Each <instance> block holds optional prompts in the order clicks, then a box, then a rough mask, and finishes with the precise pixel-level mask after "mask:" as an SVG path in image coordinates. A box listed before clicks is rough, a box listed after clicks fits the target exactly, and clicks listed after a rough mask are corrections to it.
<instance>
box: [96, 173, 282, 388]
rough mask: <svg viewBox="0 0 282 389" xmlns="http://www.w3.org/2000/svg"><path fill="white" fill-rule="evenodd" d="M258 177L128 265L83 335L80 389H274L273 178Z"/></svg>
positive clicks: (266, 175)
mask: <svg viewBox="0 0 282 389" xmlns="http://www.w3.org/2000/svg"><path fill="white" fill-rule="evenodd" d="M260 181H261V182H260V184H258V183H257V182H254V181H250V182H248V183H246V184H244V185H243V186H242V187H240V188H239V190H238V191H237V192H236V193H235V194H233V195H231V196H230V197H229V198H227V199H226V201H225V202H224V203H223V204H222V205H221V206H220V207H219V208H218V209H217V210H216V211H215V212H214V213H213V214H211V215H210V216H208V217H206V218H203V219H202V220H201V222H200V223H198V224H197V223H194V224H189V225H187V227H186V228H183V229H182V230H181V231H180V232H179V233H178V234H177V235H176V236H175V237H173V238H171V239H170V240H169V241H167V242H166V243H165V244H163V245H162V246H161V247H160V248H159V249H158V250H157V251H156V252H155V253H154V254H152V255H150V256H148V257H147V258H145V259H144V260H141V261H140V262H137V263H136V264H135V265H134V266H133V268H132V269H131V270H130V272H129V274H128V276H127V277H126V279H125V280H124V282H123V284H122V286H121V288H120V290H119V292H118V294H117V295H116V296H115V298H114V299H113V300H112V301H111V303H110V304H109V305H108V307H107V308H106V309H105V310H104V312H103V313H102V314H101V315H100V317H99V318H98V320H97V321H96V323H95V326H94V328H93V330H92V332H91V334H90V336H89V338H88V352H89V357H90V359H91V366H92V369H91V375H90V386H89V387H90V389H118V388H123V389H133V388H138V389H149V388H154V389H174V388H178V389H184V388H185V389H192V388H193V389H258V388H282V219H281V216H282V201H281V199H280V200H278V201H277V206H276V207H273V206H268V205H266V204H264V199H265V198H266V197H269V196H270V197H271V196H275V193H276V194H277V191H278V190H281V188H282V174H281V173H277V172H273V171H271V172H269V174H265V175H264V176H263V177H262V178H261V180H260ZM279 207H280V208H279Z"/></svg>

=-=-=-=-=

(Aim of the exercise)
Repeat the data in full. Alter nothing.

(Your response)
Each <instance> block holds optional prompts in the order clicks, then a box, then a rough mask, and finishes with the precise pixel-level mask after "mask:" as an SVG path in image coordinates. A box listed before clicks is rough, a box listed after clicks fits the target exactly, and clicks listed after a rough mask are corrections to it.
<instance>
box: [96, 173, 282, 388]
rough mask: <svg viewBox="0 0 282 389" xmlns="http://www.w3.org/2000/svg"><path fill="white" fill-rule="evenodd" d="M258 177L128 265L83 335L80 389H274L273 178Z"/></svg>
positive clicks: (266, 175)
mask: <svg viewBox="0 0 282 389" xmlns="http://www.w3.org/2000/svg"><path fill="white" fill-rule="evenodd" d="M260 181H261V182H260V184H258V183H257V182H254V181H250V182H248V183H246V184H244V185H243V186H242V187H240V188H239V190H238V191H237V192H236V193H235V194H233V195H231V196H230V197H229V198H227V199H226V201H225V202H224V203H223V204H222V205H221V206H220V207H219V208H218V209H217V210H216V211H215V212H214V213H213V214H211V215H210V216H208V217H206V218H203V219H202V220H201V222H200V223H198V224H197V223H194V224H189V225H187V227H186V228H183V229H182V230H181V231H180V232H179V233H178V234H177V235H176V236H175V237H173V238H171V239H170V240H169V241H167V242H166V243H165V244H163V245H162V246H161V247H160V248H159V249H158V250H157V251H156V252H155V253H154V254H152V255H150V256H148V257H147V258H145V259H144V260H141V261H140V262H137V263H136V264H135V265H134V266H133V268H132V269H131V270H130V272H129V274H128V276H127V277H126V279H125V280H124V282H123V284H122V286H121V288H120V290H119V292H118V294H117V295H116V296H115V298H114V299H113V300H112V301H111V303H110V304H109V305H108V307H107V308H106V309H105V310H104V312H103V313H102V314H101V315H100V317H99V318H98V320H97V321H96V323H95V326H94V328H93V330H92V332H91V334H90V336H89V338H88V352H89V357H90V359H91V366H92V369H91V375H90V386H89V387H90V389H118V388H123V389H133V388H138V389H149V388H154V389H174V388H178V389H184V388H185V389H192V388H193V389H258V388H282V219H281V216H282V201H281V199H280V200H278V201H277V206H276V207H273V206H268V205H266V204H264V199H265V198H266V197H269V196H270V197H271V196H275V193H276V194H277V191H278V190H281V188H282V174H281V173H277V172H273V171H271V172H269V174H265V175H264V176H263V177H262V178H261V180H260ZM279 207H280V208H279Z"/></svg>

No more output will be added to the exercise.